Every record below should be printed exactly as given.

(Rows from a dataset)
------------------------------

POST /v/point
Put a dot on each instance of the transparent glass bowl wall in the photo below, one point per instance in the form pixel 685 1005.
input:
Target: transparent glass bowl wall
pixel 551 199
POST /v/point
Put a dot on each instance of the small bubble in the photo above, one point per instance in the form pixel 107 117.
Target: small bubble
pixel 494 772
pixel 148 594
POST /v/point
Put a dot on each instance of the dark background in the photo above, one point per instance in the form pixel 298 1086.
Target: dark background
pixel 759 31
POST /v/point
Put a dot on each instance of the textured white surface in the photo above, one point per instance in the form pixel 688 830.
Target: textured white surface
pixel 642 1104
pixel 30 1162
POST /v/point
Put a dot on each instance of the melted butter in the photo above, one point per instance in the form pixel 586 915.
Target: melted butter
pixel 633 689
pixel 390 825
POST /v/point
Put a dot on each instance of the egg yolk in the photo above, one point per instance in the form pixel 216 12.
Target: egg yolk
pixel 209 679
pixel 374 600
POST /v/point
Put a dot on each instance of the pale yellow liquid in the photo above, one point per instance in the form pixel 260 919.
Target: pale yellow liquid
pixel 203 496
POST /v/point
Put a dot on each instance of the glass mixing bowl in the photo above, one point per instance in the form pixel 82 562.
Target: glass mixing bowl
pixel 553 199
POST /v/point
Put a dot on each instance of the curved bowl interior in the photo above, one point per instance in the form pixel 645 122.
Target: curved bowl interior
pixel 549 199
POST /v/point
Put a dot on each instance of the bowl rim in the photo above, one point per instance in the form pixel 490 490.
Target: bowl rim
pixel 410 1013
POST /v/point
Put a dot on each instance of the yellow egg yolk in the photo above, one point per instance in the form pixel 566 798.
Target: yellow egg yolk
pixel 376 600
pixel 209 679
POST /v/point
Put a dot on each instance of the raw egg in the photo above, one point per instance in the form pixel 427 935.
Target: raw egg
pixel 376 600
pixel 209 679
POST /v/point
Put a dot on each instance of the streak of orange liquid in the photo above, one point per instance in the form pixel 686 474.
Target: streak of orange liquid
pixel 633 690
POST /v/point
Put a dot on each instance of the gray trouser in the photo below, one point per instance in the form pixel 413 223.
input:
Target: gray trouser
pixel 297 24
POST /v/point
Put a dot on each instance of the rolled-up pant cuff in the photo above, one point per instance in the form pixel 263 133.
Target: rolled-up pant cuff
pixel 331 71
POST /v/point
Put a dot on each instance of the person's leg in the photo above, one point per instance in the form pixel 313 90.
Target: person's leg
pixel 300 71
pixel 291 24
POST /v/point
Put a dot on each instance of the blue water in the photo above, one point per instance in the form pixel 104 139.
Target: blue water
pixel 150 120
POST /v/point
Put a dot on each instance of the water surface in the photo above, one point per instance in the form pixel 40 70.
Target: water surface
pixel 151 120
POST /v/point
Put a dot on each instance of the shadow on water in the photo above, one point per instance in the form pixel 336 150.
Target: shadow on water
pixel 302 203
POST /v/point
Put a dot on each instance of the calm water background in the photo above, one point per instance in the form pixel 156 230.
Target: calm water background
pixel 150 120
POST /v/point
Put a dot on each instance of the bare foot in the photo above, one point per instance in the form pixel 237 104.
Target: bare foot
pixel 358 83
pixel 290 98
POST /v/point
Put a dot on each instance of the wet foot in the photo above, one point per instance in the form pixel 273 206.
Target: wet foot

------------------------------

→ **RESULT**
POST /v/point
Put a dot on each instance of the transparent glass bowl wall in the photo below, one point per instance in the form pixel 685 1005.
input:
Target: transparent glass bowl wall
pixel 551 199
POST /v/point
Put a dot on each instance of the small bubble in the photo above, one point per instance in the form pixel 107 117.
Target: small bubble
pixel 494 772
pixel 148 594
POST /v/point
Put a dot on each instance of the dark background in the photo above, one point per instance in the form pixel 298 1086.
Target: dark background
pixel 759 31
POST /v/point
Put a dot on each instance of the textured white surface in the photo above, one point per instance in the form pixel 688 830.
Target: textured white surface
pixel 642 1104
pixel 30 1162
POST /v/point
Put a dot on each instance of the melted butter in the photo above, one point per instance in the form pixel 586 915.
Target: melted butter
pixel 633 689
pixel 390 825
POST /v/point
Put a dot on each instance of the egg yolk in the photo above, one point per instance in the form pixel 216 12.
Target: egg yolk
pixel 209 679
pixel 374 600
POST /v/point
Put a dot on each instance of the pale yellow liquid in the photo above, one point per instance in the form pixel 260 919.
Target: pale yellow liquid
pixel 203 496
POST /v/point
Put a dot on each instance of the glass mixing bowl in the photo above, one point per instance in the form pixel 82 562.
Target: glass mixing bowl
pixel 553 199
POST /v/point
Put a dot on each instance of the curved bowl interior in the photo above, one point per instance in the form pixel 645 122.
Target: curved bowl interior
pixel 549 199
POST /v/point
Put a dot on each instance of the bowl rim in the photo above, one point per instance in the form pixel 490 490.
Target: bowl rim
pixel 410 1013
POST /v/point
Put a dot on each instance of the yellow egg yolk in the photo above, one point per instance in the form pixel 566 798.
Target: yellow egg yolk
pixel 376 600
pixel 209 679
POST /v/point
Put a dot on each instance of the raw egg in the photo above, one point per instance in the form pixel 427 935.
Target: raw egg
pixel 376 600
pixel 209 679
POST /v/point
Put a dot on each instance of the streak of orange liquid in the photo above, one point per instance in the form pixel 686 474.
Target: streak of orange liquid
pixel 633 690
POST /v/point
Put a dot on each instance of the gray trouser in the photo below, one point per instance in the form pixel 413 223.
input:
Target: gray trouser
pixel 297 24
POST /v/point
Put a dot on each instance of the rolled-up pant cuff in the photo above, one point per instance in the form pixel 263 133.
Target: rolled-up pant cuff
pixel 331 71
POST /v/point
Put a dot on each instance of the person's leg in the photo above, one point per instance in the form pixel 313 90.
Target: person's leg
pixel 300 71
pixel 291 24
POST /v/point
Put a dot on each instance of the blue water in the photo above, one point per instance in the form pixel 104 139.
Target: blue water
pixel 150 120
POST /v/point
Put a dot on each instance of the water surface in the photo above, one point per instance in the form pixel 40 70.
Target: water surface
pixel 151 120
POST /v/point
Put a dot on each instance of the shadow on water in the photo above, one point per instance in the form pixel 336 150.
Target: shadow on water
pixel 302 203
POST /v/point
Put a dot on each instance of the calm water background in the photo above, one point per instance in the form pixel 156 230.
Target: calm water background
pixel 150 120
POST /v/point
Put a dot on each instance of the bare foot in the photo above, one point per instance in the form pixel 237 104.
Target: bare foot
pixel 358 83
pixel 290 98
POST /v/point
Put a dot on each instance of the wet foot in the photo above, one point per instance in the form pixel 273 206.
Target: wet foot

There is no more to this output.